- _TASK ITEM_
Everything from the line containing "Can you see the man's hand?" through the line containing "like [(235, 207)]." should be repeated exactly, and nothing else from the data.

[[ RECORDS, beginning ]]

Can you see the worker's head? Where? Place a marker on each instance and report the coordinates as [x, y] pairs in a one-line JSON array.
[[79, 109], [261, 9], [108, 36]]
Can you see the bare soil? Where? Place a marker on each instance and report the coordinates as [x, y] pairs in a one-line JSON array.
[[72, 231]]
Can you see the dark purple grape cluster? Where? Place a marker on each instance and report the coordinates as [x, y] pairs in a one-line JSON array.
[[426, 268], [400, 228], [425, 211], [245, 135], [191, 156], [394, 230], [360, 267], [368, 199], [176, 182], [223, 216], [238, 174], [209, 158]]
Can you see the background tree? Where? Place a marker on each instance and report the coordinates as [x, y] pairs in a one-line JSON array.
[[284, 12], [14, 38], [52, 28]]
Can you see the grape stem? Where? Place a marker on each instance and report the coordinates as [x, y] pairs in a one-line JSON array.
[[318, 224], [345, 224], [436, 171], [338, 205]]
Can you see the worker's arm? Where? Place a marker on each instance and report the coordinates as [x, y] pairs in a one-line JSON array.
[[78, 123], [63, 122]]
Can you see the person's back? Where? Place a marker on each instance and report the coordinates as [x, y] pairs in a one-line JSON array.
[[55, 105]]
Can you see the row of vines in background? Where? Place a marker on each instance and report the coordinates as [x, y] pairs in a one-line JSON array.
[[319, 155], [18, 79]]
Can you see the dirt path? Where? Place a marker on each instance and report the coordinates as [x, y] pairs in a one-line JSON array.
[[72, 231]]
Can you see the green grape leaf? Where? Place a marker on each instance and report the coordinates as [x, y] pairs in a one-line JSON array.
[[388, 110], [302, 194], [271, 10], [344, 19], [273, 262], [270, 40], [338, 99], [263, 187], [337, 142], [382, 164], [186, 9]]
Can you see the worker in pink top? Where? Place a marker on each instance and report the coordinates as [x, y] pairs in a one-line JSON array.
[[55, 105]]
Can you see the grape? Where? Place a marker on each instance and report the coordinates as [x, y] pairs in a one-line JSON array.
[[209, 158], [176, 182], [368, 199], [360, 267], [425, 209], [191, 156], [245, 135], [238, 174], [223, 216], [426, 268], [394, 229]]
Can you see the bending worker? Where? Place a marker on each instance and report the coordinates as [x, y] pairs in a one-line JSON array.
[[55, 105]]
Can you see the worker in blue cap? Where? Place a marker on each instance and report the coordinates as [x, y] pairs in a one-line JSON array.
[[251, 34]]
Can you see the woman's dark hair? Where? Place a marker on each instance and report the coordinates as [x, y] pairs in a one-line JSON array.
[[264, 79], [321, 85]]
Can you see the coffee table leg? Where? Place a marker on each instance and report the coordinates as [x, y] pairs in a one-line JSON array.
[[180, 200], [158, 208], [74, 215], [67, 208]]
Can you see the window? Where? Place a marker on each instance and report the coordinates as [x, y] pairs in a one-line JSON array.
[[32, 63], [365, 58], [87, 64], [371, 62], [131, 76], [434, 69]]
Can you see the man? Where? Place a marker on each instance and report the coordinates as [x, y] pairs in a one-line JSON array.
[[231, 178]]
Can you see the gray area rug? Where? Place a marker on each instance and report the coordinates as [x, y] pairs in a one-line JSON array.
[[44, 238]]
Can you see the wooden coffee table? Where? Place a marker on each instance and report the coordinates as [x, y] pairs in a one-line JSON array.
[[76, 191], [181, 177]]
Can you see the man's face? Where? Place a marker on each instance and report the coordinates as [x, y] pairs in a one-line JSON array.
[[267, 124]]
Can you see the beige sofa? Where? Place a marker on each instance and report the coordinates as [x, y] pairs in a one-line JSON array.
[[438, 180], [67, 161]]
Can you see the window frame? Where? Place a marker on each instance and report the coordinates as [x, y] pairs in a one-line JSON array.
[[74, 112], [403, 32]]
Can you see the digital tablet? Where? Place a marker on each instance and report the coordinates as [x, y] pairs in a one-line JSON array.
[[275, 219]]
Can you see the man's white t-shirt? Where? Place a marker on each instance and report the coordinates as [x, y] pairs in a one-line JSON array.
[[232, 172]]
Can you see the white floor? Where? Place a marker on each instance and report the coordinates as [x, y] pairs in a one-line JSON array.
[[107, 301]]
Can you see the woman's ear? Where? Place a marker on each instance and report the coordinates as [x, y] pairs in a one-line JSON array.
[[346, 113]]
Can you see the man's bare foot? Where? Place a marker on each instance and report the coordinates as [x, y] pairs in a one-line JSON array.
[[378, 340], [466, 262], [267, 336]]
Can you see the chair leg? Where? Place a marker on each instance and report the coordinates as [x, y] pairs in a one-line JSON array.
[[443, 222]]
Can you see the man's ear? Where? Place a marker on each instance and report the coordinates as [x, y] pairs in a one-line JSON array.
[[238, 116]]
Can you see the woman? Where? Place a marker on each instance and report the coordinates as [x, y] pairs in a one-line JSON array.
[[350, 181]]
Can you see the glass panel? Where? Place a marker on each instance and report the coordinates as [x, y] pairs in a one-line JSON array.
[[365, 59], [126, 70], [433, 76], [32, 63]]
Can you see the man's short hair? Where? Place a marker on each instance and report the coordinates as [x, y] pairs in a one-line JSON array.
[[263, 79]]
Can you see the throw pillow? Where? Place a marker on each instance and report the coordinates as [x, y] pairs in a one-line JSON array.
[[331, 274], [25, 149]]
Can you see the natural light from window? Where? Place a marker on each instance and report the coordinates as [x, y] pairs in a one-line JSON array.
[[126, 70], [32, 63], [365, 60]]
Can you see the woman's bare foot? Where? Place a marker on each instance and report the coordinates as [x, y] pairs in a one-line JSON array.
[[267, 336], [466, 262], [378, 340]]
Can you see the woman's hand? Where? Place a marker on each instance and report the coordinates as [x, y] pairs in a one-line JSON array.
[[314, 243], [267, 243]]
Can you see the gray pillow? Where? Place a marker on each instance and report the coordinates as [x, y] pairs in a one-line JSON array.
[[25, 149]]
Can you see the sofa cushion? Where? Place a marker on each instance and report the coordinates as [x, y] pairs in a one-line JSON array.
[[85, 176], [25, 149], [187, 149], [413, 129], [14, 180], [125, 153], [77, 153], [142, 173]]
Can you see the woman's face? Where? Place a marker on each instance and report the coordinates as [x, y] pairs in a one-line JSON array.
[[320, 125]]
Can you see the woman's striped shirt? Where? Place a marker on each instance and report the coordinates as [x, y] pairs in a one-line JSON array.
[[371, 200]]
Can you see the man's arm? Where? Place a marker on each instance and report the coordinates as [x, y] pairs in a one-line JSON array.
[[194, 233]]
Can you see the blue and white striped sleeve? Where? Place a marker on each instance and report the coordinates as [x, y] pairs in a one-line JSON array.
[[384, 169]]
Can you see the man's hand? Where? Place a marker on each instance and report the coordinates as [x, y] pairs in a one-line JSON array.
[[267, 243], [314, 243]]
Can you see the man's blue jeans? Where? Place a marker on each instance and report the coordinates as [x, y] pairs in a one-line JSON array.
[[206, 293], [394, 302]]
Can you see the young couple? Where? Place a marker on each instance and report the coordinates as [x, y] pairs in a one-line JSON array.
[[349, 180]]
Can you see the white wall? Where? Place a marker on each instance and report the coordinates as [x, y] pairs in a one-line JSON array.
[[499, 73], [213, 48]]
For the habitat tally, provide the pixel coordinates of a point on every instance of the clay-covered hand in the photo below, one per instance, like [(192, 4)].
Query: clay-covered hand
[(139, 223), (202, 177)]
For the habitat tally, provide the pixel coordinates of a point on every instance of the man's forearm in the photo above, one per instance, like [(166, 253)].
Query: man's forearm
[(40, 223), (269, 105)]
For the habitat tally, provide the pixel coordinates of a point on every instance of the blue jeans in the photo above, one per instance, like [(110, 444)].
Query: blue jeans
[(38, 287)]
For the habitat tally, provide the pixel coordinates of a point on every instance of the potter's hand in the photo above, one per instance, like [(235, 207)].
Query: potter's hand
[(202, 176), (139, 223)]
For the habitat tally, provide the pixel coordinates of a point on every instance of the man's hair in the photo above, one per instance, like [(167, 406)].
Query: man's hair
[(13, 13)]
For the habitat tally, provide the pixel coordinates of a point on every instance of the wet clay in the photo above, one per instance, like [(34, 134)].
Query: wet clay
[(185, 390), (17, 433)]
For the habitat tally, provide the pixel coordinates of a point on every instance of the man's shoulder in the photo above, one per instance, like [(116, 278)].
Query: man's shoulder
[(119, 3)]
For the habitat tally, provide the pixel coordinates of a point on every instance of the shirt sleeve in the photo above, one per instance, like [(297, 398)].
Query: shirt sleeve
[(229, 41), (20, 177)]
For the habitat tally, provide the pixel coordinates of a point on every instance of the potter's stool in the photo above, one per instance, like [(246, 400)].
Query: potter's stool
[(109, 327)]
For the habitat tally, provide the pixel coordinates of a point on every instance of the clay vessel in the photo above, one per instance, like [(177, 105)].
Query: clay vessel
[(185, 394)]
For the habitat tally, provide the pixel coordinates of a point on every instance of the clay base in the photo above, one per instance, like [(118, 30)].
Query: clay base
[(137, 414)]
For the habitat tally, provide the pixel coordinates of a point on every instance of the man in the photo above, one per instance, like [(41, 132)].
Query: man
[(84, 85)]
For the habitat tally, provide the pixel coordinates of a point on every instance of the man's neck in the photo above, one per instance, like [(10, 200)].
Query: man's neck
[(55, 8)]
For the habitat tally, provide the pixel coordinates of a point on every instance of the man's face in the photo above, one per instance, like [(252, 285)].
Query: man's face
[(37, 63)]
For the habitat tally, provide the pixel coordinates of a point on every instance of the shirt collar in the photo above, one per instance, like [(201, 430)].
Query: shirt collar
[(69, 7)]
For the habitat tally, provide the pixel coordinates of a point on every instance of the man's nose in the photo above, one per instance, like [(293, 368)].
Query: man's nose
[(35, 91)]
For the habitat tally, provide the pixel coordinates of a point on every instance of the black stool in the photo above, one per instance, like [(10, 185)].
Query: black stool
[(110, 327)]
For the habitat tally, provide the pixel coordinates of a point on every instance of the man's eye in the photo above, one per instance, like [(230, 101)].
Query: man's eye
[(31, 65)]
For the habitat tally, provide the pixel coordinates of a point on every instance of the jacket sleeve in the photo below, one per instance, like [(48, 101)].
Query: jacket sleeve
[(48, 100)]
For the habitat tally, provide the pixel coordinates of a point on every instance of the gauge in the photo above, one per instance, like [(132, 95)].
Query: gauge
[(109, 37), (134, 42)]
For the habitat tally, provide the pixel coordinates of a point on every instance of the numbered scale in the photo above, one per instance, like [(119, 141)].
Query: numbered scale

[[ RECORDS, end ]]

- _THE COMPLETED TASK_
Can you see the man's hand? Where? Place a marker on each instance and report the coordinates as [x, y] pairs in a one-line JSON array.
[[267, 243], [314, 243]]
Can you see the man's blue jeans? Where? Place a marker on each instance and report the coordinates as [x, y] pairs in a one-line JSON array.
[[206, 293], [394, 302]]
Can you see the young couple? Where? Place a marker on each instance and report the coordinates as [x, y] pairs in a one-line JSON array.
[[349, 180]]
Can you see the white wall? Where? Place a marker on each instance and report the coordinates as [x, y] pairs in a one-line JSON array.
[[499, 73], [213, 48]]
For the habitat tally, provide the pixel coordinates of a point on every instance of the clay-covered hand in the photo below, one per instance, like [(192, 4)].
Query: clay-covered hand
[(139, 223), (202, 177)]
For the habitat tally, provide the pixel coordinates of a point on every instance of the man's forearm in the photo above, one per instance, like [(166, 253)].
Query: man's forearm
[(40, 223), (269, 105)]
For the habitat tally, provide the pixel coordinates of a point on every instance of the blue jeans in the photo above, one per instance, like [(110, 444)].
Query: blue jeans
[(38, 287)]
For the habitat tally, provide the pixel coordinates of a point on every instance of the potter's hand in the photo above, one per instance, like [(235, 207)].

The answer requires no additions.